[BEGIN RECORDED INFORMATION]

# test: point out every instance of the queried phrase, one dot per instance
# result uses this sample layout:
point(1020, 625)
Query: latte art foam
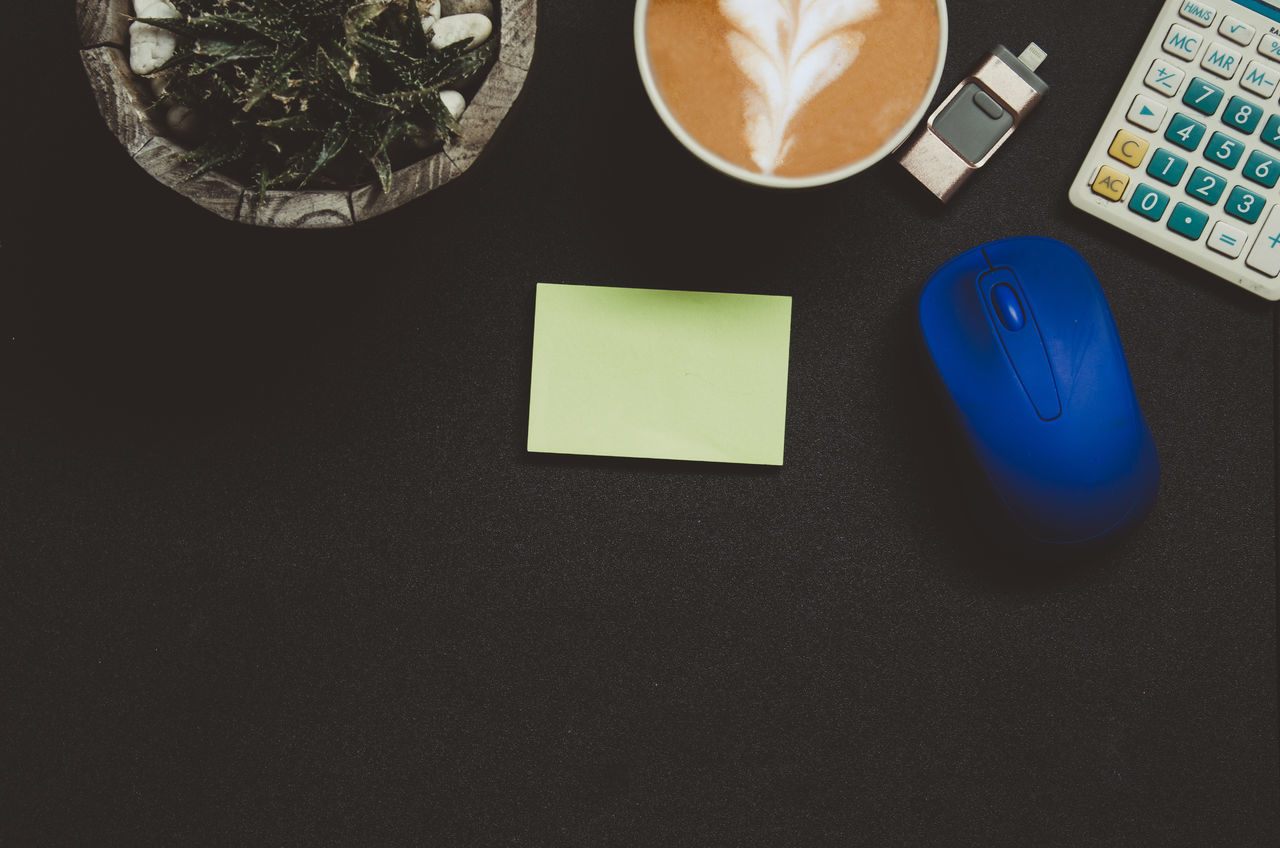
point(789, 50)
point(792, 89)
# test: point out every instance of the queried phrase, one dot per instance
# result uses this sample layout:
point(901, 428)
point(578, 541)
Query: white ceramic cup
point(775, 181)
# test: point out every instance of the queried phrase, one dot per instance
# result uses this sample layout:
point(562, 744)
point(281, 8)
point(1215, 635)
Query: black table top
point(277, 569)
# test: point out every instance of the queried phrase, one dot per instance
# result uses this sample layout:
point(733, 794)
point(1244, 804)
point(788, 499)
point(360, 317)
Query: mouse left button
point(1010, 313)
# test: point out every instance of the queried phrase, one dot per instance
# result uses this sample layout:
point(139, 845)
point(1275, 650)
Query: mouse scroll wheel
point(1009, 309)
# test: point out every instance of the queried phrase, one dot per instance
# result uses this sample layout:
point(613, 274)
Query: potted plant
point(305, 113)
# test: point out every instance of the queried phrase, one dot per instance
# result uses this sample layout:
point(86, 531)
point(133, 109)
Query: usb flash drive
point(972, 124)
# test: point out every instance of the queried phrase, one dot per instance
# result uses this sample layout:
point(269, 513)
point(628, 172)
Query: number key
point(1262, 169)
point(1206, 186)
point(1203, 96)
point(1224, 150)
point(1271, 132)
point(1148, 203)
point(1166, 167)
point(1242, 114)
point(1244, 204)
point(1184, 132)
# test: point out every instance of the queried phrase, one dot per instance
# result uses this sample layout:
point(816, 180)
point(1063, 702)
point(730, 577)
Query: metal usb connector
point(976, 119)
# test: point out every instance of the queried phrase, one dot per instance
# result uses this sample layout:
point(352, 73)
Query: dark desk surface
point(275, 568)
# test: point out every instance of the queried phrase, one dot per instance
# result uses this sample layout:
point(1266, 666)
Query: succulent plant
point(296, 94)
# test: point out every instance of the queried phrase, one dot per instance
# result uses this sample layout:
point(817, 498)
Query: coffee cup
point(791, 94)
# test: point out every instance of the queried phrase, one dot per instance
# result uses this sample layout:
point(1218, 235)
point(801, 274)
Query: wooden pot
point(124, 99)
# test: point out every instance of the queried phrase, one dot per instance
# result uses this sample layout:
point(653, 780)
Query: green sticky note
point(659, 374)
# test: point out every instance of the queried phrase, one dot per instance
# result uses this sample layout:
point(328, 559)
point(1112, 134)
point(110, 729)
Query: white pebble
point(151, 46)
point(453, 28)
point(464, 7)
point(430, 16)
point(453, 101)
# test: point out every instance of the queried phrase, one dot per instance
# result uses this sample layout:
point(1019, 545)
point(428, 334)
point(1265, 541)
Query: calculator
point(1189, 154)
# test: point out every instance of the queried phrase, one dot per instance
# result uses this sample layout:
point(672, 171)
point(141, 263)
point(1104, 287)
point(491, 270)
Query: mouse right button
point(1009, 309)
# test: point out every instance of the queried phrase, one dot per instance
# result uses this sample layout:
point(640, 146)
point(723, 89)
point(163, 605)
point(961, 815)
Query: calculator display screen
point(1269, 9)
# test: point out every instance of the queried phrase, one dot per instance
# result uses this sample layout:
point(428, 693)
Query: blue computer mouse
point(1031, 364)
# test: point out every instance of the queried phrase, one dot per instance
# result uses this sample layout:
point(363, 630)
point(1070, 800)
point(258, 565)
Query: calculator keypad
point(1192, 149)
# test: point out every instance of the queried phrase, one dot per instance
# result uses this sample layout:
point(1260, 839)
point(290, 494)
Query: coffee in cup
point(791, 92)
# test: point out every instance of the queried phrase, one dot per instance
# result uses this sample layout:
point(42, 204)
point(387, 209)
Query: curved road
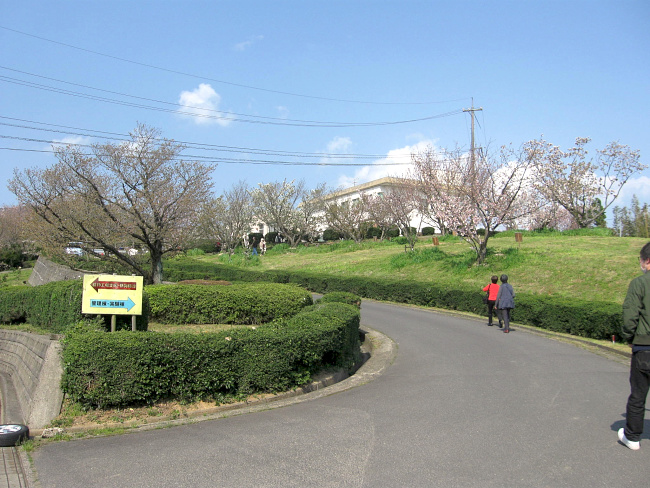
point(463, 405)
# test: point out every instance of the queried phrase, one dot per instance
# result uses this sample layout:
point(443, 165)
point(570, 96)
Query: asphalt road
point(463, 405)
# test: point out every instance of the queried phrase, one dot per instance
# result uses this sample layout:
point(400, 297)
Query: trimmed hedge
point(246, 303)
point(341, 297)
point(55, 307)
point(127, 368)
point(597, 320)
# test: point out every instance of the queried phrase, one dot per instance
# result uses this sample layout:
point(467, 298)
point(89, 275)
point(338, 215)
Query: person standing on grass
point(636, 332)
point(492, 290)
point(505, 302)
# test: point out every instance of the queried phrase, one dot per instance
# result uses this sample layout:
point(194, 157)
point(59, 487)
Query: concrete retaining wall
point(30, 378)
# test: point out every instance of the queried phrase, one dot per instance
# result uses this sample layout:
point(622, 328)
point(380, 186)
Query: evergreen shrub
point(244, 303)
point(596, 320)
point(55, 307)
point(126, 368)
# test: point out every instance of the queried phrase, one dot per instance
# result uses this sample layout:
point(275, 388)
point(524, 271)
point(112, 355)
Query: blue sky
point(291, 81)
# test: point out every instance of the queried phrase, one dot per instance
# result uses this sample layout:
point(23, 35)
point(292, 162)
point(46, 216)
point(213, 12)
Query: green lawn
point(598, 268)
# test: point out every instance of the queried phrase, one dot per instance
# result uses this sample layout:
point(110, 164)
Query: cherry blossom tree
point(575, 181)
point(138, 191)
point(289, 208)
point(347, 217)
point(468, 192)
point(226, 218)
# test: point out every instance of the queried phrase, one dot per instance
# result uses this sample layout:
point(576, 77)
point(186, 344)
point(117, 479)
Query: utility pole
point(471, 111)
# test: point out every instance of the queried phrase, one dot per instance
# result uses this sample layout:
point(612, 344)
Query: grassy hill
point(588, 267)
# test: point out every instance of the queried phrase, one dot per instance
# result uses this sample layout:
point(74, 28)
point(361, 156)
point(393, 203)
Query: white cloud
point(202, 105)
point(399, 160)
point(639, 186)
point(242, 46)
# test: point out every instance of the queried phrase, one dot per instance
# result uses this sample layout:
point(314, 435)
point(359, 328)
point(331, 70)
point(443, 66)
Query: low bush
point(55, 307)
point(105, 370)
point(596, 320)
point(245, 303)
point(341, 297)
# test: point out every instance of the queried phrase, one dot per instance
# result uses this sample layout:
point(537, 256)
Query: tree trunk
point(482, 250)
point(156, 265)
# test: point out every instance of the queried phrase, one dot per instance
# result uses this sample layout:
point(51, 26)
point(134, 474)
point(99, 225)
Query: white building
point(382, 186)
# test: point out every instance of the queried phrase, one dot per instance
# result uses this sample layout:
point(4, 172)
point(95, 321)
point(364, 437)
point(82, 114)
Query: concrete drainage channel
point(378, 352)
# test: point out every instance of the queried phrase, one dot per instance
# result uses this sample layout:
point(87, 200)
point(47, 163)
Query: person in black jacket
point(505, 302)
point(636, 332)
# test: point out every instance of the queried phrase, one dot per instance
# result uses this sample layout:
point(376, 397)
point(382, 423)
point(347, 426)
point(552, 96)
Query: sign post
point(112, 295)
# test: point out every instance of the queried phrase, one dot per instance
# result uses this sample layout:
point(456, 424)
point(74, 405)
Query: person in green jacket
point(636, 332)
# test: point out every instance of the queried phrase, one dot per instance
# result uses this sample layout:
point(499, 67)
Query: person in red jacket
point(492, 290)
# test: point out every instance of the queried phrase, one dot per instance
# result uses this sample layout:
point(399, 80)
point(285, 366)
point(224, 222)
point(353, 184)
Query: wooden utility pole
point(472, 156)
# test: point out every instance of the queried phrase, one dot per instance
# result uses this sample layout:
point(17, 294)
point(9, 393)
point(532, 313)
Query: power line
point(224, 116)
point(196, 145)
point(221, 160)
point(239, 85)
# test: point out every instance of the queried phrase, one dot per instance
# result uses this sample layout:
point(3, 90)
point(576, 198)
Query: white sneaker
point(634, 445)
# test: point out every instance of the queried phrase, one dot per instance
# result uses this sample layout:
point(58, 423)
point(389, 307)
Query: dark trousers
point(492, 310)
point(504, 316)
point(639, 384)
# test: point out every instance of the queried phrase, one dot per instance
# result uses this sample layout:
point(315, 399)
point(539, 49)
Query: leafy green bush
point(331, 235)
point(245, 303)
point(55, 307)
point(137, 368)
point(341, 297)
point(597, 320)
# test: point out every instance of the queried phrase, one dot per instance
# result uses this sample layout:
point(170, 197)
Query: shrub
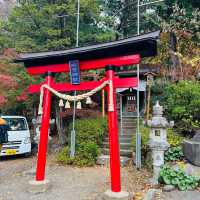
point(178, 178)
point(182, 101)
point(173, 138)
point(89, 137)
point(174, 154)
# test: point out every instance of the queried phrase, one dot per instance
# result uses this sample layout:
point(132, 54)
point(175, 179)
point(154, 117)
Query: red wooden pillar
point(113, 136)
point(42, 149)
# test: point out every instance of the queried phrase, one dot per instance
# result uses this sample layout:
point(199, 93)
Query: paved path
point(178, 195)
point(68, 183)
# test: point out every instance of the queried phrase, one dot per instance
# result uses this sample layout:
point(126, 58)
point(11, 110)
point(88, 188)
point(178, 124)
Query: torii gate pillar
point(113, 135)
point(115, 192)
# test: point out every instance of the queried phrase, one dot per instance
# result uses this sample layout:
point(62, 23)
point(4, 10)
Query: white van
point(19, 141)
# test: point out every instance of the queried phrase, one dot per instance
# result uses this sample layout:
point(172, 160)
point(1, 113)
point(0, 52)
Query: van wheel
point(26, 155)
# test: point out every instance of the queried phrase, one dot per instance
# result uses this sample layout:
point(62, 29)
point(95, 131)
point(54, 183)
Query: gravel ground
point(67, 182)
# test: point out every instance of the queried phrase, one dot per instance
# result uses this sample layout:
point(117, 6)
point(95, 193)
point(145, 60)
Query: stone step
point(123, 152)
point(105, 160)
point(123, 145)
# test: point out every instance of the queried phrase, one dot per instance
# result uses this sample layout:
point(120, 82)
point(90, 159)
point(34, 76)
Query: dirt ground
point(67, 182)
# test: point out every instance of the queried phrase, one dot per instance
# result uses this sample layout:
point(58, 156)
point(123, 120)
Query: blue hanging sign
point(74, 72)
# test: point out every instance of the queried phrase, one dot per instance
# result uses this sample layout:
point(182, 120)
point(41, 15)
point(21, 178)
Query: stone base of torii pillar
point(109, 195)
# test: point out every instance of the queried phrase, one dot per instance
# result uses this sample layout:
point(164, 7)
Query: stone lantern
point(158, 139)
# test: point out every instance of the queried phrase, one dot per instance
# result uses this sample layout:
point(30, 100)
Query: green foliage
point(182, 102)
point(174, 154)
point(178, 178)
point(173, 138)
point(89, 137)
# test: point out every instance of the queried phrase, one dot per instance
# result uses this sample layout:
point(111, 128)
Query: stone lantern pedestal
point(158, 139)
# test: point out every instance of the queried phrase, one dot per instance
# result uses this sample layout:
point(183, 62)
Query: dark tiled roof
point(145, 45)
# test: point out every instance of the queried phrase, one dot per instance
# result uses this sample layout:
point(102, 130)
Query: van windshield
point(16, 124)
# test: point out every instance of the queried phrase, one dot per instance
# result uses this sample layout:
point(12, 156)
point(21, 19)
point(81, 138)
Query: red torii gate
point(108, 56)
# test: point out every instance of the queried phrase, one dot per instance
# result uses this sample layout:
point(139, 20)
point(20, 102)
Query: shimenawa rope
point(77, 97)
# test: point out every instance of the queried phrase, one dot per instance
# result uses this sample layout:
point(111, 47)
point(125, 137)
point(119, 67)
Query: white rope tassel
point(67, 105)
point(88, 100)
point(61, 103)
point(40, 109)
point(72, 98)
point(111, 105)
point(79, 105)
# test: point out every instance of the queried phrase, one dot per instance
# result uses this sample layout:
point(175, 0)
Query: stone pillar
point(158, 139)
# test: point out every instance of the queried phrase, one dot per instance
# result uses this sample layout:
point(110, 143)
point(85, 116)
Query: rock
point(152, 194)
point(168, 188)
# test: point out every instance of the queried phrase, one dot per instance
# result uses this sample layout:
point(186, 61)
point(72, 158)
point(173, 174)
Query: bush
point(174, 154)
point(178, 178)
point(182, 101)
point(89, 138)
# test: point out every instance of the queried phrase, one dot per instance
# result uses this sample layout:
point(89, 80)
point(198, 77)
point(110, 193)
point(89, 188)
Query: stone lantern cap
point(158, 121)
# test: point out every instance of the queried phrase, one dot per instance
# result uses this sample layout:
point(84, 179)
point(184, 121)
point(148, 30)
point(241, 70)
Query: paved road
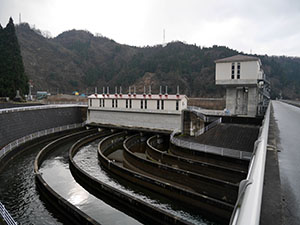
point(288, 121)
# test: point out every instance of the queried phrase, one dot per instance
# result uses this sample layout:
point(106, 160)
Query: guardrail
point(6, 216)
point(35, 135)
point(209, 126)
point(27, 108)
point(248, 205)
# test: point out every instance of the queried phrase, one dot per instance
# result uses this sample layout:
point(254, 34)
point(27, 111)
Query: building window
point(232, 71)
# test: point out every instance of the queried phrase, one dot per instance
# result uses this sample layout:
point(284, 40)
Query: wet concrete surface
point(55, 171)
point(86, 159)
point(19, 194)
point(287, 118)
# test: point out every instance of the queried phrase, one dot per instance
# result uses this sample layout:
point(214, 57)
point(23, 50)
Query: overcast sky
point(264, 26)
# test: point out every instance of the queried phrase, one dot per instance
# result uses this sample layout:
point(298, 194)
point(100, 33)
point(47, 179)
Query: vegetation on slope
point(78, 60)
point(12, 75)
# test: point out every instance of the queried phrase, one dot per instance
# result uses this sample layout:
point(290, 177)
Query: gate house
point(247, 90)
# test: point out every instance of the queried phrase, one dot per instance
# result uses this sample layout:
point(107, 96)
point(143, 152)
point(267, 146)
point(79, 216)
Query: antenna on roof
point(164, 38)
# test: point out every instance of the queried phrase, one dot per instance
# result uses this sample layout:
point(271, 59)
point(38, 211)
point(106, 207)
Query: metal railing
point(6, 216)
point(248, 206)
point(27, 108)
point(208, 148)
point(37, 134)
point(209, 126)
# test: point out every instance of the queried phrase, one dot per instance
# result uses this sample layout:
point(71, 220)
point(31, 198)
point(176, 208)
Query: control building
point(247, 90)
point(161, 112)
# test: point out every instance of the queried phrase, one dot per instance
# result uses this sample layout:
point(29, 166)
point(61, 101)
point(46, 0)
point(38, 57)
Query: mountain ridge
point(78, 60)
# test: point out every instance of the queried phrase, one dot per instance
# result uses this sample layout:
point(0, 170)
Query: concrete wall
point(231, 95)
point(152, 120)
point(17, 124)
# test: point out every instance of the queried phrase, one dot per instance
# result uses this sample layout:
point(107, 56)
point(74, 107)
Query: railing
point(208, 127)
point(248, 205)
point(38, 134)
point(6, 216)
point(85, 103)
point(27, 108)
point(208, 148)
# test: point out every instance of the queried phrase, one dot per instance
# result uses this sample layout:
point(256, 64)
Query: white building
point(247, 90)
point(145, 111)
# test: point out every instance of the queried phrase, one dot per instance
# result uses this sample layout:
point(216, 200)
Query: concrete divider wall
point(210, 207)
point(69, 211)
point(17, 124)
point(219, 172)
point(144, 210)
point(214, 188)
point(210, 158)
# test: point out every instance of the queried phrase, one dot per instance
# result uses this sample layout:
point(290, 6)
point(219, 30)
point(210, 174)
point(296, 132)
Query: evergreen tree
point(12, 74)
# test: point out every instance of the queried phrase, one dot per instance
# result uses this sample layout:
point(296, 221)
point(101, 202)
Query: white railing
point(248, 206)
point(6, 216)
point(208, 148)
point(32, 136)
point(38, 107)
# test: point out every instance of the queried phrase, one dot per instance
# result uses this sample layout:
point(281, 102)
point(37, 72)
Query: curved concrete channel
point(210, 207)
point(18, 191)
point(61, 189)
point(158, 150)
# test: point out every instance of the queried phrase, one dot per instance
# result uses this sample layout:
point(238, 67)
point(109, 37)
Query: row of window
point(144, 105)
point(238, 74)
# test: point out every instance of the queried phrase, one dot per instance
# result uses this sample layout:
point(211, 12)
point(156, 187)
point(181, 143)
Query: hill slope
point(77, 60)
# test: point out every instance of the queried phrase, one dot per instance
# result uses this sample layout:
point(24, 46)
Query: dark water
point(288, 121)
point(87, 160)
point(55, 171)
point(19, 194)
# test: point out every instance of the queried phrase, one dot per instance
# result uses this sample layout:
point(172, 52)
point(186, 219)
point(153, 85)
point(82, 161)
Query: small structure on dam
point(161, 112)
point(247, 89)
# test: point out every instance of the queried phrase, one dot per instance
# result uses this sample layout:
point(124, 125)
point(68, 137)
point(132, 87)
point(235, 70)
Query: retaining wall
point(19, 122)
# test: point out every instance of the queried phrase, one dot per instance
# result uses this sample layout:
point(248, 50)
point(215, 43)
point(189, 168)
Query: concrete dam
point(56, 169)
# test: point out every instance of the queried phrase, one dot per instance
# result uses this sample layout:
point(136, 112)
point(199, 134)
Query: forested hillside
point(12, 75)
point(78, 60)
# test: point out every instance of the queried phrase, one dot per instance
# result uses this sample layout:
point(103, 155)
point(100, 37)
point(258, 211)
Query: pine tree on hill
point(12, 74)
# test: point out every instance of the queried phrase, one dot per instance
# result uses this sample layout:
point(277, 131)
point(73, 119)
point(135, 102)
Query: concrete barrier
point(212, 208)
point(232, 163)
point(68, 210)
point(136, 207)
point(207, 169)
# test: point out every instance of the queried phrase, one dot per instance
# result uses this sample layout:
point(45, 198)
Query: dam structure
point(135, 159)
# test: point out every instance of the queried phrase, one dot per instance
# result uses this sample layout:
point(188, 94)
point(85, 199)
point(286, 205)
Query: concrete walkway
point(288, 122)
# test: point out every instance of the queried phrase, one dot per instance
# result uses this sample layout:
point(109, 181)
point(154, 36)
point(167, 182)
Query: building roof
point(238, 58)
point(138, 96)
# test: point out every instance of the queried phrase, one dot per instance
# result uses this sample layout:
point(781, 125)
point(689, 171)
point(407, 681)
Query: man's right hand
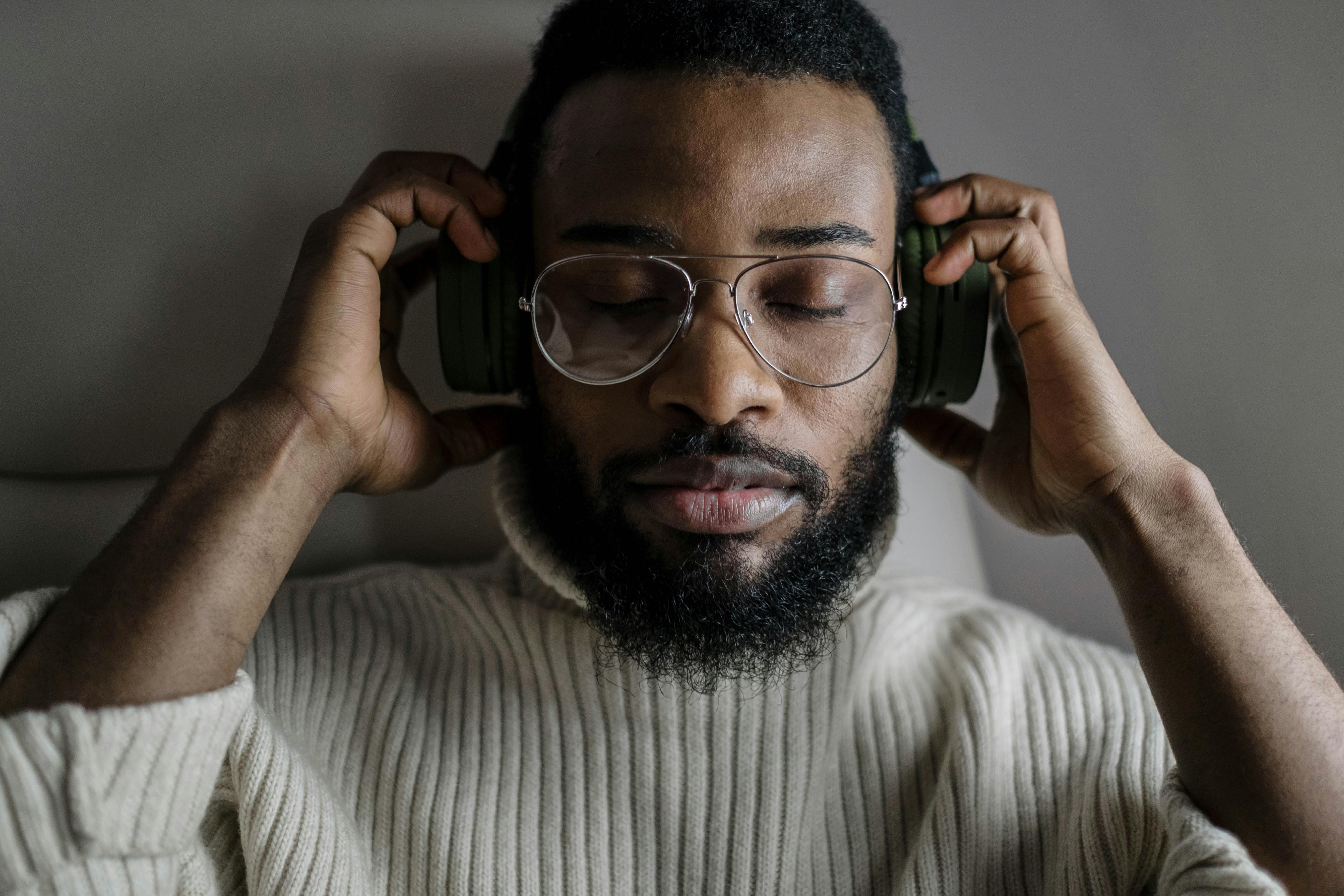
point(174, 601)
point(334, 347)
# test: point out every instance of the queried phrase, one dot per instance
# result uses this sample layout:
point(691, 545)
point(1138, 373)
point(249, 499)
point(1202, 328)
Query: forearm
point(170, 606)
point(1253, 715)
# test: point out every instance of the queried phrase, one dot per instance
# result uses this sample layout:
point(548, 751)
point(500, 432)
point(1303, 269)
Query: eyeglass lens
point(819, 320)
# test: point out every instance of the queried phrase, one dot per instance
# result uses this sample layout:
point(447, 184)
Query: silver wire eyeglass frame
point(740, 315)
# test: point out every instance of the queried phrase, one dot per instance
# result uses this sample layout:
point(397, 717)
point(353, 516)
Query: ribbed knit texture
point(448, 731)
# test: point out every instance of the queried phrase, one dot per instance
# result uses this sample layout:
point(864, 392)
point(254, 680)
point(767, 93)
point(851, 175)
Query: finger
point(450, 168)
point(948, 436)
point(986, 197)
point(405, 275)
point(1015, 245)
point(472, 435)
point(369, 225)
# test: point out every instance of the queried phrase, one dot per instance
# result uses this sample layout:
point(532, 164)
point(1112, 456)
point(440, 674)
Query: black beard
point(706, 616)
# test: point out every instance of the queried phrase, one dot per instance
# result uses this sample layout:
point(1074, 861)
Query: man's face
point(712, 459)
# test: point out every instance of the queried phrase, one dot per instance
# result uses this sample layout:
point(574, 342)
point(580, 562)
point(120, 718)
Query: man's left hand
point(1068, 433)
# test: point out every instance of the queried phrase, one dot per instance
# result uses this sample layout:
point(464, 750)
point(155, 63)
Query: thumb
point(948, 436)
point(472, 435)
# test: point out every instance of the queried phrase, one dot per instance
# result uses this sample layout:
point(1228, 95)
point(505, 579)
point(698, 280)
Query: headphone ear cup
point(478, 323)
point(448, 293)
point(944, 338)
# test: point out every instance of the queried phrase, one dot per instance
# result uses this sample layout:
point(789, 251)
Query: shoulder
point(1046, 731)
point(1009, 671)
point(928, 617)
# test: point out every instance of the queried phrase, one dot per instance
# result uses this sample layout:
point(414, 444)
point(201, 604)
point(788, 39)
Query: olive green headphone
point(940, 335)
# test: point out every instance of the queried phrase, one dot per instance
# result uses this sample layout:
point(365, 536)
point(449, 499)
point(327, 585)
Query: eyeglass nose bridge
point(696, 288)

[END RECORDED INFORMATION]

*PROBLEM STATEMENT:*
Collect every line in the entries above that contains the word "concrete". Case counts, so a line qualifies only if the capitalization matches.

*ANSWER IN FULL:*
Query: concrete retaining wall
Query: concrete drainage channel
Query: wet concrete surface
Query: concrete wall
Query: concrete divider wall
Query: curved concrete channel
Query: concrete dam
Query: concrete barrier
Query: concrete walkway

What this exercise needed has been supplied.